DESCRIPTION OF THE TASK:
Reproduce every one of the records below word for word, leaving out the pictures.

━━━ DATASET ROWS ━━━

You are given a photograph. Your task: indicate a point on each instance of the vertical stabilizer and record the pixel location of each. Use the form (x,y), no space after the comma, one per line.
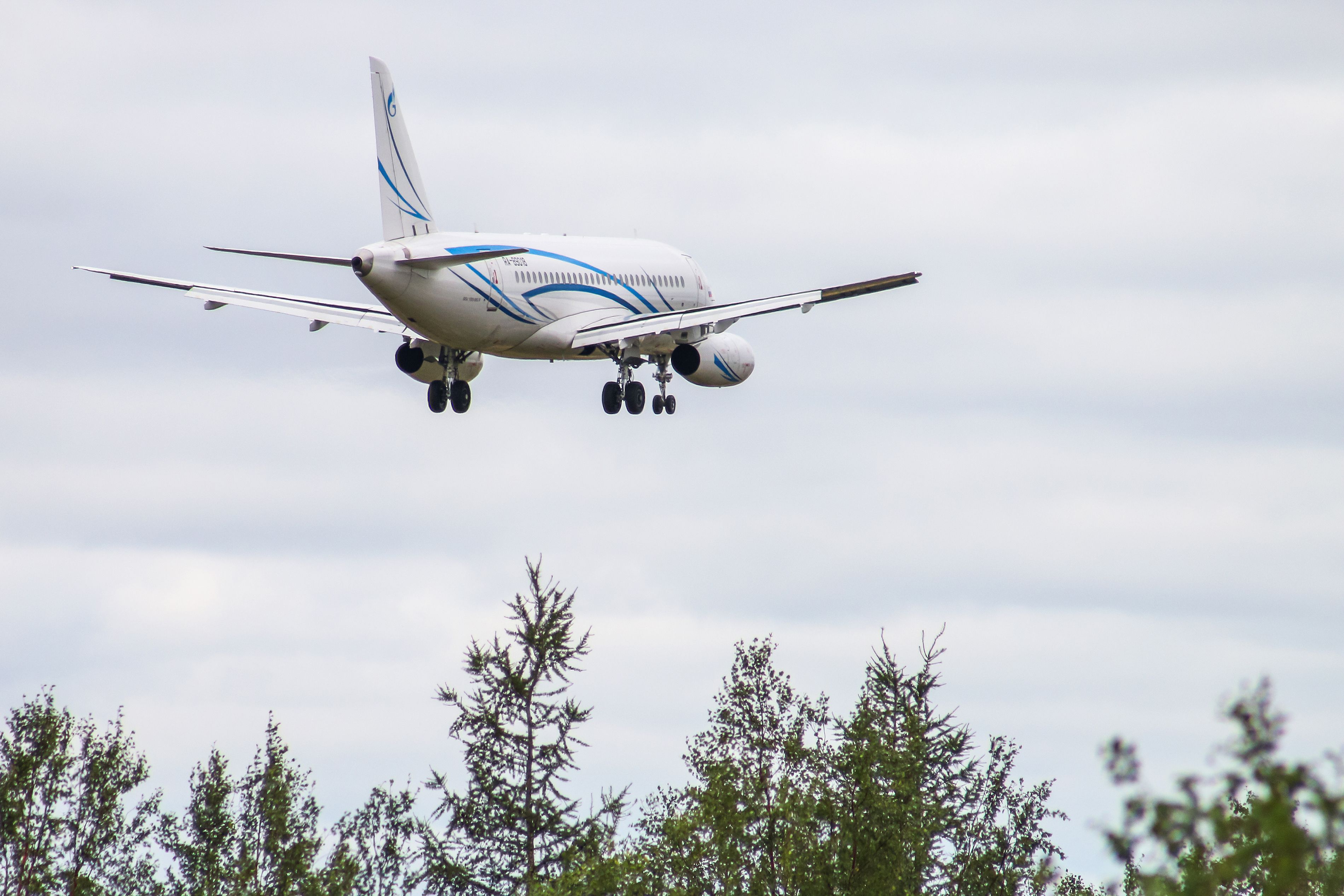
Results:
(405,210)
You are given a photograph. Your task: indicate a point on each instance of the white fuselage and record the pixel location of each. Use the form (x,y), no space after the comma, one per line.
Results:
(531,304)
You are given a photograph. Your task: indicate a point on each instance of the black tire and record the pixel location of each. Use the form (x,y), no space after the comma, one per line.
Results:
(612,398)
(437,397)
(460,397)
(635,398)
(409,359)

━━━

RESPONSE TO THE EXERCISE:
You are given a photograph. Your task: indicate a point on each instance of the vertical stabilizer and record the pixel location of each. Use the form (x,y), no space after the comma, one per line.
Results:
(405,210)
You are given a photograph. Your task: indicate a point on each instance of the white fuselage and record the pixel location of each. Use the form (x,y), no space after the comma, one per line.
Results:
(531,304)
You are given a photograph. Your task: indicate a point on each instance of the black tire and record the pixel location of each. Use the form (x,y), no space after the comma, one per line.
Results:
(612,398)
(437,397)
(460,397)
(635,398)
(409,359)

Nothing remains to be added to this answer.